━━━━━ Texto fornecido ━━━━━

Para se ter uma ideia, praticamente um quarto dos brasileiros fumava nos anos 1980. Hoje em dia, esse número fica na casa dos 10%.
Um desafio do tamanho do Brasil
A médica Anelisa Coutinho, presidente da Sociedade Brasileira de Oncologia Clínica (Sboc), lembra que o mundo já registra em torno de 20 milhões de novos casos de câncer por ano.
“E as projeções apontam que, até 2050, esse número vai subir para 35 milhões, um incremento de pelo menos 70%”, calcula ela.
Na visão da médica, a boa notícia é que pelo menos um terço desses tumores podem ser evitados por meio de uma atenção maior aos chamados fatores de risco modificáveis.
Aqui entram questões do estilo de vida moderno, relacionados ao estresse, à qualidade da alimentação, à obesidade, ao tabagismo, ao sedentarismo…”, lista a oncologista.
Isso significa, portanto, que um em cada três casos de câncer podem ser evitados por meio de uma rotina saudável, que envolve manter-se no peso adequado, fazer atividade física, comer bem, não fumar, maneirar no álcool, etc.
Mas a especialista acredita que não basta pedir que as pessoas sejam mais saudáveis para resolver essa questão — ainda mais diante de um cenário em que as taxas de excesso de peso e obesidade estão em franco crescimento no país.
“A obesidade pode ser vista como uma epidemia. No começo do ano 2000, 10% dos brasileiros viviam com obesidade”, contextualiza Rezende, da Unifesp.
“Hoje essa taxa está em 20% e há projeções de que chegará a 30% até 2030.”
Na visão de Coutinho, assim como aconteceu com o cigarro, é preciso pensar em algum tipo de regulamentação para alimentos prejudiciais.
“Poderíamos ter algum tipo de taxação para os produtos comprovadamente deletérios”, sugere ela.
Rezende concorda. “As pessoas não fumam, tomam álcool ou comem alimentos ultraprocessados simplesmente porque desejam. Há uma indústria bilionária por trás disso, com capacidade de maximizar as vendas e incentivar o consumo”, diz ele.

━━━━━ Registros ━━━━━

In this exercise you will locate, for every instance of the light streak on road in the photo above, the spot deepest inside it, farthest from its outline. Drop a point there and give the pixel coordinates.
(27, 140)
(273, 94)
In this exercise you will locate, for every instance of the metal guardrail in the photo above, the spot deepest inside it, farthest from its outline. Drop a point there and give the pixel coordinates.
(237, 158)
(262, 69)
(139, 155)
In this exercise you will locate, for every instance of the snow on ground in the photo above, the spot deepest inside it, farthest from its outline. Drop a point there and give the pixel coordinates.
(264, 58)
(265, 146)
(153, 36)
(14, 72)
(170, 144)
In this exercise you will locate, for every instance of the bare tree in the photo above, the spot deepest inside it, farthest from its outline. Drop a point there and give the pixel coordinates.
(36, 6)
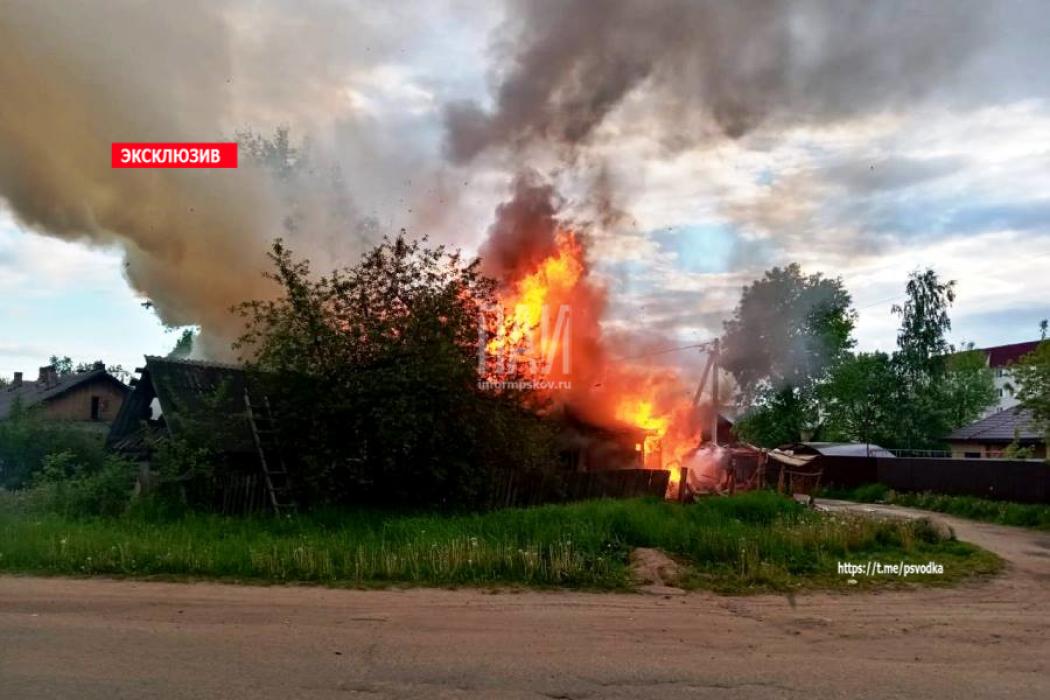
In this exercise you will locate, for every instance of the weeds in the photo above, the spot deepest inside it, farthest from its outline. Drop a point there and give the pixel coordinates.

━━━━━

▸ Tarefa A
Repita sem alterações o trecho do texto sobre câncer começando em "Na visão da" e seguindo até "crescimento no país.".
▸ Tarefa B
Responda com base no texto sobre câncer:
(i) Que parcela dos brasileiros fumava nos anos 1980?
(ii) Quantos novos casos de câncer por ano o mundo registra, segundo Anelisa Coutinho?
(iii) Qual era a porcentagem de brasileiros vivendo com obesidade no começo do ano 2000?

▸ Resposta A
Na visão da médica, a boa notícia é que pelo menos um terço desses tumores podem ser evitados por meio de uma atenção maior aos chamados fatores de risco modificáveis.
Aqui entram questões do estilo de vida moderno, relacionados ao estresse, à qualidade da alimentação, à obesidade, ao tabagismo, ao sedentarismo…”, lista a oncologista.
Isso significa, portanto, que um em cada três casos de câncer podem ser evitados por meio de uma rotina saudável, que envolve manter-se no peso adequado, fazer atividade física, comer bem, não fumar, maneirar no álcool, etc.
Mas a especialista acredita que não basta pedir que as pessoas sejam mais saudáveis para resolver essa questão — ainda mais diante de um cenário em que as taxas de excesso de peso e obesidade estão em franco crescimento no país.

▸ Resposta B
(i) Praticamente um quarto.
(ii) Em torno de 20 milhões.
(iii) 10%.